Items listed in a dataset
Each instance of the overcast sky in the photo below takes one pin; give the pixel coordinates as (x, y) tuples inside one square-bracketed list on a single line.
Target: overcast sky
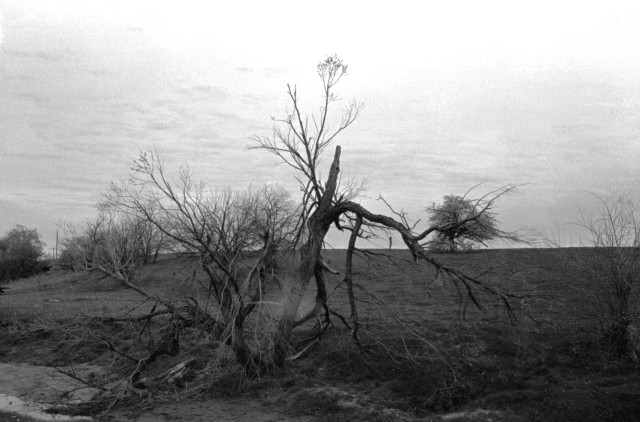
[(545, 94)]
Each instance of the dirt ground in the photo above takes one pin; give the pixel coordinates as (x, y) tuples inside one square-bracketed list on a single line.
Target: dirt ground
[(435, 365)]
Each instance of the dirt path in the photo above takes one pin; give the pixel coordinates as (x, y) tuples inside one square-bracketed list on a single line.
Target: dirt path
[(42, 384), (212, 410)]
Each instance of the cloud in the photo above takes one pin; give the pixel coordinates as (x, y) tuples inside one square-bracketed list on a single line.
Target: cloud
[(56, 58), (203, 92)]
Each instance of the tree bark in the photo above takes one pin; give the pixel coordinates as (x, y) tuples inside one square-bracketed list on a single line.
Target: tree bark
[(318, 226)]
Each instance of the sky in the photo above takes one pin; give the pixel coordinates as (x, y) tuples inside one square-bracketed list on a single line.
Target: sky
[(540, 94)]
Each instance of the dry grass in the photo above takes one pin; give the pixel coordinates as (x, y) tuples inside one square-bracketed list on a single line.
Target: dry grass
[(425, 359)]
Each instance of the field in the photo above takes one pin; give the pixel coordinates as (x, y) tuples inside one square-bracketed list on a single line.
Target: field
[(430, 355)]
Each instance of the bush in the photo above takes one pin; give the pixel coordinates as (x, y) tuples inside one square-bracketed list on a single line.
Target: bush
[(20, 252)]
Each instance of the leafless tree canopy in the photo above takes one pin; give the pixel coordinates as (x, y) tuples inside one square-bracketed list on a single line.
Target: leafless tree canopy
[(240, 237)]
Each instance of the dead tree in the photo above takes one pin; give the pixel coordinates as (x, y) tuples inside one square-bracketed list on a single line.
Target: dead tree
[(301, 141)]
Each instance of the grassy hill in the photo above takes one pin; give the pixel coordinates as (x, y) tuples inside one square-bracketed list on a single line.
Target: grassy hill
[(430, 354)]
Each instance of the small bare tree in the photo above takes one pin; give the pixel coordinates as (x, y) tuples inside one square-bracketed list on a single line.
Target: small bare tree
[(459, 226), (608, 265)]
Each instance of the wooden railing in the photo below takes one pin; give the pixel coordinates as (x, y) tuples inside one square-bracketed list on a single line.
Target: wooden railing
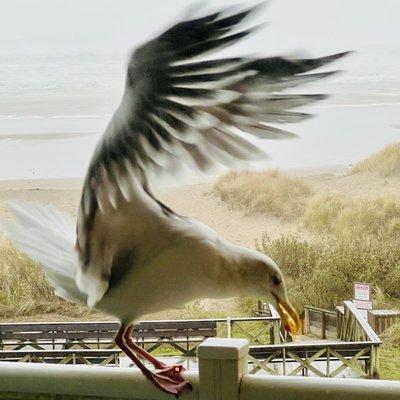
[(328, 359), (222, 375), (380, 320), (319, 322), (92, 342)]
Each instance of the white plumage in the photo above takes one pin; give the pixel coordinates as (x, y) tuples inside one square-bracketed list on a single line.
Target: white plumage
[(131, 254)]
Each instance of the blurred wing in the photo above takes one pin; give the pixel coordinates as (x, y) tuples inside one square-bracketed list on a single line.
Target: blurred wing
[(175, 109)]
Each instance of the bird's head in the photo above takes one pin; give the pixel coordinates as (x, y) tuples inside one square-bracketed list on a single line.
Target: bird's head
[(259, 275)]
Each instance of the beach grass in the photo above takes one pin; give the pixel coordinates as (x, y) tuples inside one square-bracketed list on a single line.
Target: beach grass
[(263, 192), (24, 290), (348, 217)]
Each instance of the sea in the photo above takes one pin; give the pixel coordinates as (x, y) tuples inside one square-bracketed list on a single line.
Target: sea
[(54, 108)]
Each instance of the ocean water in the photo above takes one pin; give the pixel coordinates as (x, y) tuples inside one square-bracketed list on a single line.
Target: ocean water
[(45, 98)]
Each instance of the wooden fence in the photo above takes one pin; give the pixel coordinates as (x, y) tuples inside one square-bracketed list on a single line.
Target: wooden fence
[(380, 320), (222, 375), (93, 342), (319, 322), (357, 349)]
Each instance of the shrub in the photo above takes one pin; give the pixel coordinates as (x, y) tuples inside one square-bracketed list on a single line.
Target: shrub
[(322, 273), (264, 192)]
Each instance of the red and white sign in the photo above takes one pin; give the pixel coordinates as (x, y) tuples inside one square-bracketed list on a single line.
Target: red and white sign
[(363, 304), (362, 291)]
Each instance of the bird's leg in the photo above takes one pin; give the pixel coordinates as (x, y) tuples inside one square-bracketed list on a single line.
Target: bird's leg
---
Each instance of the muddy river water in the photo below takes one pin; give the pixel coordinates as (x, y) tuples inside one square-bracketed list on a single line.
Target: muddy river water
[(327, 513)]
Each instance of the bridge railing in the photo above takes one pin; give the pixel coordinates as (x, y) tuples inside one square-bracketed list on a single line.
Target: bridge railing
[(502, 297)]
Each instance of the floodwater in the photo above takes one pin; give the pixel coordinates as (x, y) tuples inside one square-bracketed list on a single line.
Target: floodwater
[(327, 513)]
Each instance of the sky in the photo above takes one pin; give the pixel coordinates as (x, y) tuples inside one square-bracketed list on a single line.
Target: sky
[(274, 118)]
==
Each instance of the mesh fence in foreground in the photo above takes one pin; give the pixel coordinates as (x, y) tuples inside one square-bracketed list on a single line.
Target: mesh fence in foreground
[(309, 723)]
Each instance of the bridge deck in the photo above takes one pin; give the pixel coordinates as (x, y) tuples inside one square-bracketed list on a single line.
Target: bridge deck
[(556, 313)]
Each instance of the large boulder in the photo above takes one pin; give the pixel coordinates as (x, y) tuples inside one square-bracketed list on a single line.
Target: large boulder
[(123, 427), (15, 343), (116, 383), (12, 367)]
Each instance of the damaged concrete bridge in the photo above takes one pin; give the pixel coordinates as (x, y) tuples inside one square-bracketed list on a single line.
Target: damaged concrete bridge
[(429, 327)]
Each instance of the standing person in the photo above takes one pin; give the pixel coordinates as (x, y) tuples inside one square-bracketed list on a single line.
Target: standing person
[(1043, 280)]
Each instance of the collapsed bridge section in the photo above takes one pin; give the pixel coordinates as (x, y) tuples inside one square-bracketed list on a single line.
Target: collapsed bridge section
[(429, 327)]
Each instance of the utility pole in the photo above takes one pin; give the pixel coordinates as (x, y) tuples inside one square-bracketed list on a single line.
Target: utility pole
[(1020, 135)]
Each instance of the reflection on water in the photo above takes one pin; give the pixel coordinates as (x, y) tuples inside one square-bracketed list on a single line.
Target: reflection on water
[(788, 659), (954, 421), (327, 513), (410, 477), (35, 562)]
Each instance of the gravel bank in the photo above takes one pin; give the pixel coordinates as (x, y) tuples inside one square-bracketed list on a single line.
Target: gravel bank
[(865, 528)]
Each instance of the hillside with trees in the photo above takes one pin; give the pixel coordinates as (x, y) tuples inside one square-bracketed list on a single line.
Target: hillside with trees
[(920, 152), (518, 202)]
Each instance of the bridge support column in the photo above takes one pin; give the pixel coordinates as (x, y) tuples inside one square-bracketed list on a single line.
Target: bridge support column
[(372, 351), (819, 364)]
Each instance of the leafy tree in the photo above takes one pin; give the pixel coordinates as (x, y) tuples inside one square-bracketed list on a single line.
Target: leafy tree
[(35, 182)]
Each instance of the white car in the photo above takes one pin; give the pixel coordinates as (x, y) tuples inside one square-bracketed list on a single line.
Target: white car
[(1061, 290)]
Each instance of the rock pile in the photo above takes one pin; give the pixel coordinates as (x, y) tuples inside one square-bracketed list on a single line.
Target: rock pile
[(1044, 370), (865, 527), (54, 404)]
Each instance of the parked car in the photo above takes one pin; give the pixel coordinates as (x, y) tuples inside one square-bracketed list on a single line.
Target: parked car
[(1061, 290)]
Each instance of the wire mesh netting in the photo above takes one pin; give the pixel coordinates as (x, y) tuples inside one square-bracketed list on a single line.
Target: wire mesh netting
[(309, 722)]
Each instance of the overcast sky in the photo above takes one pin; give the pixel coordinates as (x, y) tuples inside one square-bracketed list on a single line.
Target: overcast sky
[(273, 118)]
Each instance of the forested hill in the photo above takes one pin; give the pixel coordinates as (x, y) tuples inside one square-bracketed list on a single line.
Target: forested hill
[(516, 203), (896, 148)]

**SET TASK**
Copy out word for word everything from the line containing "Each instance of the reflection" down to the line containing "[(788, 659), (954, 421), (327, 513), (410, 477), (35, 562)]", including both of those lines.

**ANSWER FOR THIS EXERCISE**
Each instance of the reflection on water in the photo above takes one pin; give the pixel coordinates as (x, y) tuples inside one square-bracketed list on a single line.
Target: reflection on water
[(788, 659), (954, 421), (327, 513), (410, 477), (35, 562)]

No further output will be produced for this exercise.